Records drawn from a dataset

※ ※ ※

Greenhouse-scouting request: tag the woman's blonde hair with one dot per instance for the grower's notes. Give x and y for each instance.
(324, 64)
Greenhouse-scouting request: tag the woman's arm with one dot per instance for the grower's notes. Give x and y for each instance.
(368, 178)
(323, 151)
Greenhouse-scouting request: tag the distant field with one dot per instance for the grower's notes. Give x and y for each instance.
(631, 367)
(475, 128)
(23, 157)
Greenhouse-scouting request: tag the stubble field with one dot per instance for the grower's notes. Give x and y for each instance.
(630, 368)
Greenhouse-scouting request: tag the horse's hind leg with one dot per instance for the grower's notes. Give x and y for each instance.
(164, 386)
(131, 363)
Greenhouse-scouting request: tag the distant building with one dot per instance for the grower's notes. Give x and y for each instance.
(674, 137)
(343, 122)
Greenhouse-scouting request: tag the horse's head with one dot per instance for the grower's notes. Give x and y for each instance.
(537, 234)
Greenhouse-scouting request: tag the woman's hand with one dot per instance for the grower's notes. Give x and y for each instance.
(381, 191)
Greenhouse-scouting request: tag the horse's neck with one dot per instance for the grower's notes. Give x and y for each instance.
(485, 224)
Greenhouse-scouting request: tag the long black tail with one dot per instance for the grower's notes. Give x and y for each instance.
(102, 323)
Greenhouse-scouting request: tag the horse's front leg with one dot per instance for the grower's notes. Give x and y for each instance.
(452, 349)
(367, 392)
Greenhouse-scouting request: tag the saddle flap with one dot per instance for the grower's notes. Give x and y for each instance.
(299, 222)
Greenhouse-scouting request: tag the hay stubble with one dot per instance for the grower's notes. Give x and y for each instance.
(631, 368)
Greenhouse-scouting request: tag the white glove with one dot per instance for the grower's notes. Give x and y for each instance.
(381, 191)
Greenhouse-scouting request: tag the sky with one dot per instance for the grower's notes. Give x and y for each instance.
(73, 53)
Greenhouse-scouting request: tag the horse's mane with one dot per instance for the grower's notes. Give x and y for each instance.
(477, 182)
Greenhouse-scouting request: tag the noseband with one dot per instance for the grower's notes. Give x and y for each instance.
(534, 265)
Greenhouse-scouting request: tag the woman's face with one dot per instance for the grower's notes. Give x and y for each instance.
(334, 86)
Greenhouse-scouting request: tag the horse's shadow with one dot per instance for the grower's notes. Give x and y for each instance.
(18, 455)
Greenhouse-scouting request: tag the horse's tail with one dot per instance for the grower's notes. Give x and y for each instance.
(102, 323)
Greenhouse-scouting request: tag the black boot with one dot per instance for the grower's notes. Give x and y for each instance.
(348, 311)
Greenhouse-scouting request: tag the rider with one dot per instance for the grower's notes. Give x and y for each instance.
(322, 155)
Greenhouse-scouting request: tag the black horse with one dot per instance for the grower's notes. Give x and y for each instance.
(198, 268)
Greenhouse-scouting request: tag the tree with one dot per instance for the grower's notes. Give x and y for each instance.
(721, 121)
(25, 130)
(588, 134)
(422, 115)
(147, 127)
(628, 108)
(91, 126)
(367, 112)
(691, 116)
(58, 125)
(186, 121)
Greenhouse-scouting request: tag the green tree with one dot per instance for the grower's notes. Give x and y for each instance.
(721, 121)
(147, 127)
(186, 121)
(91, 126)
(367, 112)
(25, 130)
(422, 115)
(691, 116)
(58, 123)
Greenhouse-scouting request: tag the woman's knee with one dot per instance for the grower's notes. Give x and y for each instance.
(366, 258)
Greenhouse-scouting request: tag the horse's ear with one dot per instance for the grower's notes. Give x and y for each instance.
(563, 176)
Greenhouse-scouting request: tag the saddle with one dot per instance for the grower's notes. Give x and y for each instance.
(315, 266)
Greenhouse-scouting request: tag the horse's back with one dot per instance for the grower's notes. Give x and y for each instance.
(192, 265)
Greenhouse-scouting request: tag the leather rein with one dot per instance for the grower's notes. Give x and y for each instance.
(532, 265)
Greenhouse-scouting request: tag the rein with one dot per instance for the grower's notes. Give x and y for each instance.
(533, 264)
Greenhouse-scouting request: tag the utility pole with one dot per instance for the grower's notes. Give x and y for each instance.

※ ※ ※

#### [REQUIREMENT]
Type out the entries exactly as they appear above.

#### [RESULT BELOW]
Greenhouse-scouting request: tag the woman's blonde hair with one dot per instance for the grower's notes. Give x and y for each instance.
(324, 64)
Greenhouse-scouting request: tag the woman's arm with one dot per instance for the grower's notes. Give x and y for each instance.
(368, 178)
(323, 151)
Greenhouse-scouting request: tag the distant field with one dot per instance for the grower's notes. Give x and y for each instance.
(631, 367)
(475, 128)
(23, 157)
Greenhouse-scouting request: tag the stubble field with one dot per instance for the grower's notes. Give x and y for each instance.
(630, 368)
Greenhouse-scouting request: tag the horse's hind leg with one dot per instance for the grower's notes. Give x and y for each instance.
(164, 386)
(131, 363)
Greenhouse-scouting request: tag the distant building with one dot per instance for the grower's notes. Give x and y for each instance.
(674, 137)
(343, 122)
Greenhouse-scouting request: tag the horse's head with one dot per instance for the grower's notes. Give x and y for each instance.
(537, 234)
Greenhouse-scouting request: tag the woman's hand with one dot per instance for the grower's notes. Give x and y for each instance.
(381, 191)
Greenhouse-scouting request: tag the horse's neck with one dot per instance for the grower's notes. Give x and y for each instance.
(485, 224)
Greenhouse-scouting request: tag the long black tail with one dot per instance for the grower's notes. Give x and y for each instance.
(102, 323)
Greenhouse-scouting request: tag the horse's front leg with one dot per instance for the grower's notes. Give x and y for each instance.
(452, 349)
(367, 392)
Greenhouse-scouting request: tag the saddle flap with one dot per instance for the grower's notes. Give x and y for each instance.
(299, 222)
Greenhouse-scouting request: tag the hay stubble with one dot per instance for the grower's notes. Give x and y for each instance.
(631, 368)
Greenhouse-scouting request: tag the white glove with one dot per instance for the grower's notes. Give x and y for each instance.
(381, 191)
Greenhouse-scouting request: tag the sky with one dot per instance for the grower's notes. Give x and y for each instance.
(73, 53)
Greenhouse-scouting request: tag the horse's mane with one dot per instance for the grower's notes. Give x and y for each instance.
(477, 182)
Greenhouse-scouting request: tag the noseband with one dot per instance for the grower's notes. Give x and y for each instance.
(534, 265)
Greenhouse-scouting request: tag the woman's face with one dot per instance for the grower's notes. Give x and y for each instance.
(334, 86)
Greenhouse-scouting request: tag the horse's shadow with one dot per instance for the grower's notes. Give x and y for each instance.
(18, 455)
Greenhouse-scouting request: tag the horse's tail with one dot per instance for the grower's notes. Give x and y for each instance.
(102, 323)
Greenhouse-scouting request: tag the black boot with one dot per instance for the grower's notes. Give x and y for each instance.
(348, 311)
Greenhouse-scouting request: tag the rider with one dot per instance for the grower's notes. Give x and y for each instance.
(322, 155)
Greenhouse-scouting request: tag the black horse with one dot per instance for the grower's notes. Give x and y for each instance.
(198, 268)
Greenhouse-scouting request: tag the tree with one dot per instance for the grower's notes. Give x and y for each instance.
(721, 121)
(25, 130)
(588, 134)
(422, 115)
(147, 127)
(628, 108)
(91, 126)
(367, 112)
(691, 116)
(58, 125)
(186, 121)
Greenhouse-scouting request: tag the green tree with one dot per instance for the grower's notes. Give x and y for each instance.
(721, 121)
(147, 127)
(186, 121)
(91, 126)
(367, 112)
(25, 130)
(422, 115)
(691, 116)
(58, 123)
Greenhouse-scouting request: tag the woman's knee with one dot per instance for the grower's notes. Give x and y for each instance.
(366, 258)
Greenhouse-scouting request: tag the horse's ear with one dot per instance for the grower's notes. Give x and y for each instance.
(563, 176)
Greenhouse-scouting request: tag the saddle with one dot per instance for the grower's notes. Give x and y for each instance.
(315, 266)
Greenhouse-scouting request: tag the horse's back with one dot per instance for the grower's notes. Give x and y for each instance.
(192, 265)
Greenhouse-scouting request: tag the leather rein with one dot per instance for the grower's notes. Give x and y for each instance.
(532, 265)
Greenhouse-scouting request: tag the rein with one dot per instance for the grower's notes. Give x and y for each instance.
(533, 264)
Greenhouse-scouting request: tag the utility pole with one dot per instance for the grower's notes. Give x and y for each instance.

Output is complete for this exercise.